#### [Stated exercise]
Place each line of the rows below into a JSON list of strings, one string per line, with blank lines dropped. Leave the pictures out.

— BEGIN Information shown —

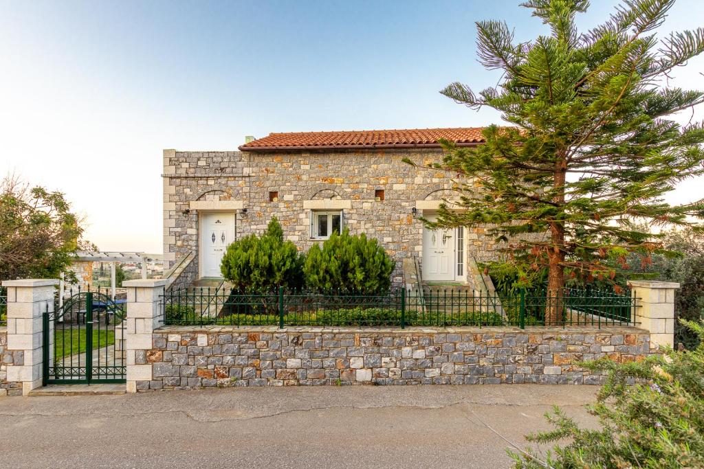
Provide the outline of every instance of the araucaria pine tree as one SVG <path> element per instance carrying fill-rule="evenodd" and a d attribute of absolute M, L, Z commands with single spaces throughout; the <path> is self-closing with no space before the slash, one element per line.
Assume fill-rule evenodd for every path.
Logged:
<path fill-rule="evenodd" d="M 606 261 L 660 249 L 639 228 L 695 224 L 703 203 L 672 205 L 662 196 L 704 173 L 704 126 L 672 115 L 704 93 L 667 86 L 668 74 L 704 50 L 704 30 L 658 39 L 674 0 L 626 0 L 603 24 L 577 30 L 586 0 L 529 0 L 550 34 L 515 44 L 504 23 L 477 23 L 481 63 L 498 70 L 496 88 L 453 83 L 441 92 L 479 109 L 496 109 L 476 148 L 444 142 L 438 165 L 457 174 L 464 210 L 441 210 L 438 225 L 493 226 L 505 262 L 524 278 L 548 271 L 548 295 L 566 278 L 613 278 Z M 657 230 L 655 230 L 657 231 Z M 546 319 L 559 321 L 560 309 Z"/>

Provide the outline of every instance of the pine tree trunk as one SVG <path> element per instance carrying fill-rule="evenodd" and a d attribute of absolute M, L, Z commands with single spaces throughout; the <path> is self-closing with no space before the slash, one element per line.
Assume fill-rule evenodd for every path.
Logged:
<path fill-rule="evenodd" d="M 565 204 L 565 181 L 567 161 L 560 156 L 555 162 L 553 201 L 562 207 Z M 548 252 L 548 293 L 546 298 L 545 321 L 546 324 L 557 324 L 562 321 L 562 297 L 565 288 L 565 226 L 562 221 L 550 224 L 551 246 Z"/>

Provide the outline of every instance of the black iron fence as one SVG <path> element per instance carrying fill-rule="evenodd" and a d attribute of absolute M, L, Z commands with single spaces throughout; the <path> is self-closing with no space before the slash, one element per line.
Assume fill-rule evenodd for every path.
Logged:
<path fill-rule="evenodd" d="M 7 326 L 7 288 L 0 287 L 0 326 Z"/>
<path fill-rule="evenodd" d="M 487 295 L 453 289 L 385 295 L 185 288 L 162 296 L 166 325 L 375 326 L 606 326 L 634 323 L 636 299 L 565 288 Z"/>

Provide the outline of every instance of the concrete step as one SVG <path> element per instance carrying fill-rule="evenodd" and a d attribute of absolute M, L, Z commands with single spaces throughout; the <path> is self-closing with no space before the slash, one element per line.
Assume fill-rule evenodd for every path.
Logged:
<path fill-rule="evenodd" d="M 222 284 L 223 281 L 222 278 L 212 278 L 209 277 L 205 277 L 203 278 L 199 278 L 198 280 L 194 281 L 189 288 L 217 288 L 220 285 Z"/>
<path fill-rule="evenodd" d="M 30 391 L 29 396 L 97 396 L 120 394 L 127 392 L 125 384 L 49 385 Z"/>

— END Information shown —

#### [Problem solution]
[
  "Provide the outline of every instance of the araucaria pine tree as one SVG <path> element per instance carrying fill-rule=\"evenodd\" and a d attribute of absolute M, L, Z commands with single spaces throughout; the <path> is self-closing with no space before the slash, one element per line.",
  "Assume fill-rule evenodd for every path.",
  "Logged:",
  "<path fill-rule=\"evenodd\" d=\"M 606 261 L 660 249 L 639 228 L 695 224 L 703 203 L 672 205 L 662 196 L 704 173 L 704 126 L 672 115 L 704 93 L 667 86 L 668 74 L 704 50 L 704 30 L 658 39 L 674 0 L 626 0 L 603 24 L 577 30 L 586 0 L 529 0 L 550 34 L 515 44 L 504 23 L 477 23 L 481 63 L 498 70 L 496 88 L 453 83 L 441 92 L 479 109 L 496 109 L 476 148 L 444 142 L 438 165 L 457 174 L 464 210 L 441 210 L 438 225 L 493 226 L 505 262 L 524 278 L 548 271 L 548 295 L 566 278 L 613 278 Z M 657 230 L 655 230 L 657 231 Z M 546 319 L 559 321 L 560 309 Z\"/>",
  "Provide the outline of every instance of the pine tree trunk as one SVG <path> element per instance carrying fill-rule=\"evenodd\" and a d attribute of absolute M, L, Z commands with single spaces throughout; the <path> is self-closing with no space before the slash, one element per line.",
  "Assume fill-rule evenodd for every path.",
  "Logged:",
  "<path fill-rule=\"evenodd\" d=\"M 565 204 L 565 181 L 567 161 L 560 156 L 555 162 L 553 201 L 562 207 Z M 548 252 L 548 293 L 546 298 L 545 321 L 546 324 L 557 324 L 562 321 L 562 297 L 565 288 L 565 226 L 562 221 L 550 224 L 551 246 Z\"/>",
  "Provide the outline of every instance of the black iron fence as one SVG <path> element per instance carrying fill-rule=\"evenodd\" and a d attribute of absolute M, L, Z commands with single spaces throughout; the <path> is self-closing with no space before the slash, one element per line.",
  "Assume fill-rule evenodd for every path.",
  "Logged:",
  "<path fill-rule=\"evenodd\" d=\"M 7 326 L 7 288 L 0 287 L 0 326 Z\"/>",
  "<path fill-rule=\"evenodd\" d=\"M 487 295 L 453 289 L 385 295 L 185 288 L 162 296 L 166 325 L 375 326 L 606 326 L 634 323 L 636 299 L 565 288 Z\"/>",
  "Provide the outline of every instance of the concrete step as one SVG <path> element per instance carrying fill-rule=\"evenodd\" and a d attribute of absolute M, L, Z commands with single spaces throughout; the <path> is self-closing with no space before the slash, one element per line.",
  "Assume fill-rule evenodd for every path.",
  "Logged:",
  "<path fill-rule=\"evenodd\" d=\"M 222 284 L 223 281 L 222 278 L 212 278 L 209 277 L 205 277 L 203 278 L 199 278 L 198 280 L 194 281 L 189 288 L 217 288 L 220 285 Z\"/>",
  "<path fill-rule=\"evenodd\" d=\"M 30 391 L 29 396 L 97 396 L 120 394 L 127 392 L 125 384 L 49 385 Z\"/>"
]